Objectives:
A: Rewrite the art museum post starting at "We’re half-way through" and ending at "Especially the latter.", replacing "January" with "February".
B: Continue the art museum post after its last sentence.

Text excerpt:

===

We’re half-way through January and my resolve to do more than simply work, eat, and sleep, is holding. I’m saying yes to things I would usually say no to and am working on saying no to things I usually say yes to. And it is work. Especially the latter.
I know very little, if anything, about art, other than what I like and what I don’t like. I’ve never taken the time to learn. Visiting art galleries is something I might do if in a strange city and it’s lashing rain. It’s not that I don’t have an appreciation; more that it simply never crosses my mind. What I needed (although I didn’t know it) was a foundation. I needed to learn the basics and from there I could navigate the artistic waters on my own as and when the humour struck me.
The lovely GK was doing her last trainee docent tour at the Museum of Fine Arts (Szépmûvészeti Múzeum) (it closes its doors in February as part of a three-year regeneration project in Hősök tere), and she invited me to tag along. Her animated presentation made my education all the more pleasant. And her notable lack of pretentiousness (an unlikeable trait that, for whatever reason, I mentally associate with art aficionados) was just what I needed.
The Museum of Fine Arts was commissioned in the late 1896, when the M2 metro line was laid under Andrássy út (the first metro line on continental Europe). It was a time when the city boasted over 600 cafés, meeting places for people to chat about art and politics and whatever else took their fancy. It houses a collection of work by international artists, including 400+ sculptures, among which is a cast of an old favourite of mine – Auguste Rodin’s The Kiss.
But there is so much to learn. While I was familiar with the concept of periods in art (Renaissance, Renaissance to Neoclassicism, Romanticism, Romanticism to Modern Art, Modern Art, Contemporary Art) – even if I couldn’t have named them all in order, I hadn’t realised that the Baroque period fell under Renaissance to Neoclassicism, and impressionism under Modern Art. And I didn’t know that you can identify the Baroque style by the characters that appear to be jumping out of the painting, as they capture the exact moment when something happens.
I’d never heard of the hierarchy of the genres (a list of which paintings are more ‘important’ than others). History tops the list – large paintings with multiple characters in the act of doing something – a prelude to the freeze-frame. This is followed by Portraiture – a painting of someone who is recognisable. There’s one painting in the Museum by an unknown artist – that of the Sleeping Girl. I’d have put money on it that it was a portrait but because no one knows who she was, it’s classified as a genre painting, the next step on the hierarchy – that of paintings of everyday life. These are followed in quick succession by landscapes, painting of animals, and still life.

===

Given data:
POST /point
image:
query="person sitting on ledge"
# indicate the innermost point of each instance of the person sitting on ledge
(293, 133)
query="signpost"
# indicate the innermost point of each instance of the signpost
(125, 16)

===

Written answers:
A:
We’re half-way through February and my resolve to do more than simply work, eat, and sleep, is holding. I’m saying yes to things I would usually say no to and am working on saying no to things I usually say yes to. And it is work. Especially the latter.

B:
Apparently these are ranked from top to bottom in order of their artistic merit – the level of skill noted by the Academy as needed to produce any or all of. They also correspond in size, with history paintings including those massive biblical scenes hung in churches around the world, down to the typically much small still lifes.
Of course, if you know the backstory to a painting, it enriches it even more. Ghezzi’s Pygmalion tells of the artist’s distaste for women and his subsequent falling in love with this statue he was sculpting. He asked the gods to send him a woman just like her and they brought the statue to life (a process that can be seen if you look closely at the picture – amazing). This is what makes art interesting.
And, of course, the lives of the artists add a certain flavour to their work as well. Paul Gauguin, a stockbroker-turned artist, left his wife and five kids because they were limiting his artistic ability (ahem) and eventually died destitute only becoming famous after his death. Karma? Perhaps. And I can’t say that I particularly cared for his Black Pigs, even before I could spot the mix of impressionism and solid colours.
And lest you think that photoshopping is a new concept, Tiziano was at it back in the sixteenth century when he painted a portrait of Marcantonio Trevisani. After he painted the facial features, he covered it with a wash of sorts to give it a softer, younger look. You’d never think the Venetian was in his seventies.
But of everything I learned, what fascinated me the most was the move from egg tempera to oils and the level of detail the new medium allowed. Bellini’s portrait of Catarina Cornaro has some exquisite examples. It gave me reason to stop and look rather than walk by and glance. And it explains why people can spend hours in galleries and not tire of seeing. Unlike me, they know what to look for.
But now, with a little basic education, I might venture forth on my own and see what I can discover. GK – ta much.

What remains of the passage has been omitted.